━━━ Records for this task
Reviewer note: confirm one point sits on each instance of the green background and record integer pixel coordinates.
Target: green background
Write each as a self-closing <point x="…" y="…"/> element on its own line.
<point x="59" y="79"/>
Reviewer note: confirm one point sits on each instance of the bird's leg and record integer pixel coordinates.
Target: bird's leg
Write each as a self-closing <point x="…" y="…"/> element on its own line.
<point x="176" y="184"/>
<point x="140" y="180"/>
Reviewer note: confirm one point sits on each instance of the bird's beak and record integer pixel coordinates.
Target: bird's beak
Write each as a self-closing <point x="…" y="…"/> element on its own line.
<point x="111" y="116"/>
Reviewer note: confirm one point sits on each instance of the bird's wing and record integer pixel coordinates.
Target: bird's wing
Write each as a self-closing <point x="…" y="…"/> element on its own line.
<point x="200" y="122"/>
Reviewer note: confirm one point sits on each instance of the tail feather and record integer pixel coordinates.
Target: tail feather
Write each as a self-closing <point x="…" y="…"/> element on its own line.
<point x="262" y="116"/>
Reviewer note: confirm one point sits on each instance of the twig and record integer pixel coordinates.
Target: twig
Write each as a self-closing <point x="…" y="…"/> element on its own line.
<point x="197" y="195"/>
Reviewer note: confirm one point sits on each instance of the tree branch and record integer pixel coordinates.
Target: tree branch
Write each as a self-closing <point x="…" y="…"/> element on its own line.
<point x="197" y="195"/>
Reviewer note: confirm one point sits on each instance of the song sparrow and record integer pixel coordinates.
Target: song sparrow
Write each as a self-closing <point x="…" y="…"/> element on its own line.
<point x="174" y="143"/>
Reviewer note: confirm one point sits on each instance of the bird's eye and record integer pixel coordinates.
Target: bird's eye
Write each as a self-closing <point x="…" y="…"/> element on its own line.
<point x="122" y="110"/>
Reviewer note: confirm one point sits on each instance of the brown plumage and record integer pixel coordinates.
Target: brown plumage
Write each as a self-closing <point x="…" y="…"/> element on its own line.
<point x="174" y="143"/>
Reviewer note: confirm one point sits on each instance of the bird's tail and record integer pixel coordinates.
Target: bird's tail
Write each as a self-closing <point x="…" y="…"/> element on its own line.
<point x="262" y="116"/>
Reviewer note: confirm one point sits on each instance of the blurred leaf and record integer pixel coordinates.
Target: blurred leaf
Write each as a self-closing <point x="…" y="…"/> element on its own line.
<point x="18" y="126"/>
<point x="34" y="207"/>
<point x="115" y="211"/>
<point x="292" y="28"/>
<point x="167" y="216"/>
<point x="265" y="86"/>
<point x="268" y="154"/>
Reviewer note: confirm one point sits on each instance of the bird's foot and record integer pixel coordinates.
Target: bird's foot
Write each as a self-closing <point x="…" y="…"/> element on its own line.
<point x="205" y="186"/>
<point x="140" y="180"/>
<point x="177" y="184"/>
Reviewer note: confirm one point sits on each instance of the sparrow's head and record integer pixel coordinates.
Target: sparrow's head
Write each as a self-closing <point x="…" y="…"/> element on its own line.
━━━━━━
> _Your task_
Repeat all of the data exactly as given.

> _Answer section_
Reviewer note: confirm one point sits on each instance of the green background and record integer pixel coordinates.
Target: green background
Write each as a self-closing <point x="…" y="…"/> element on its own line.
<point x="59" y="79"/>
Reviewer note: confirm one point sits on each instance of the bird's leg and record integer pixel coordinates.
Target: bird's leg
Write each as a self-closing <point x="…" y="…"/> element on its own line.
<point x="176" y="184"/>
<point x="140" y="180"/>
Reviewer note: confirm one point sits on each instance of the bird's beak and record integer pixel coordinates.
Target: bird's beak
Write each as a self-closing <point x="…" y="…"/> element on its own line.
<point x="111" y="116"/>
Reviewer note: confirm one point sits on each instance of the bird's wing and record integer pixel coordinates.
Target: bird's wing
Write each as a self-closing <point x="…" y="…"/> element on its own line.
<point x="200" y="122"/>
Reviewer note: confirm one point sits on each instance of the tail feather and record integer pixel coordinates.
Target: tail feather
Write each as a self-closing <point x="…" y="…"/> element on its own line.
<point x="262" y="116"/>
Reviewer note: confirm one point sits on each instance of the twig and record integer pixel coordinates.
Target: twig
Write each as a self-closing <point x="…" y="…"/> element on its own line.
<point x="197" y="195"/>
Reviewer note: confirm one point sits on each instance of the tree branch and record integer pixel coordinates.
Target: tree branch
Write each as a self-closing <point x="…" y="…"/> element on its own line.
<point x="197" y="195"/>
Reviewer note: confirm one point sits on each instance of the song sparrow and record integer pixel coordinates.
Target: song sparrow
Write each as a self-closing <point x="…" y="…"/> element on its own line.
<point x="174" y="143"/>
Reviewer note: confirm one point sits on each instance of the bird's eye and record integer pixel coordinates.
Target: bird's eye
Write each as a self-closing <point x="…" y="…"/> element on its own line.
<point x="122" y="110"/>
Reviewer note: confirm one point sits on each instance of the brown plumage and record integer pixel coordinates.
Target: brown plumage
Write each as a self-closing <point x="…" y="…"/> element on its own line.
<point x="174" y="143"/>
Reviewer note: confirm one point sits on each instance of the bird's tail and record integer pixel coordinates.
Target: bird's tail
Write each as a self-closing <point x="…" y="…"/> element on its own line.
<point x="262" y="116"/>
Reviewer note: confirm one point sits on each instance of the blurred leaf and record integer pixel coordinates.
Target: blurred leaf
Write each as a self-closing <point x="…" y="…"/> element on its own line.
<point x="18" y="126"/>
<point x="34" y="207"/>
<point x="115" y="211"/>
<point x="292" y="28"/>
<point x="167" y="216"/>
<point x="265" y="86"/>
<point x="268" y="154"/>
Reviewer note: confirm one point sits on each instance of the bird's foot and record integer pixel coordinates.
Target: bird's foot
Write each as a self-closing <point x="…" y="…"/> element on its own line.
<point x="205" y="186"/>
<point x="140" y="180"/>
<point x="177" y="184"/>
Reviewer note: confirm one point sits on each instance of the sparrow's head and record integer pixel coordinates.
Target: sparrow's head
Write each as a self-closing <point x="…" y="…"/> element on its own line.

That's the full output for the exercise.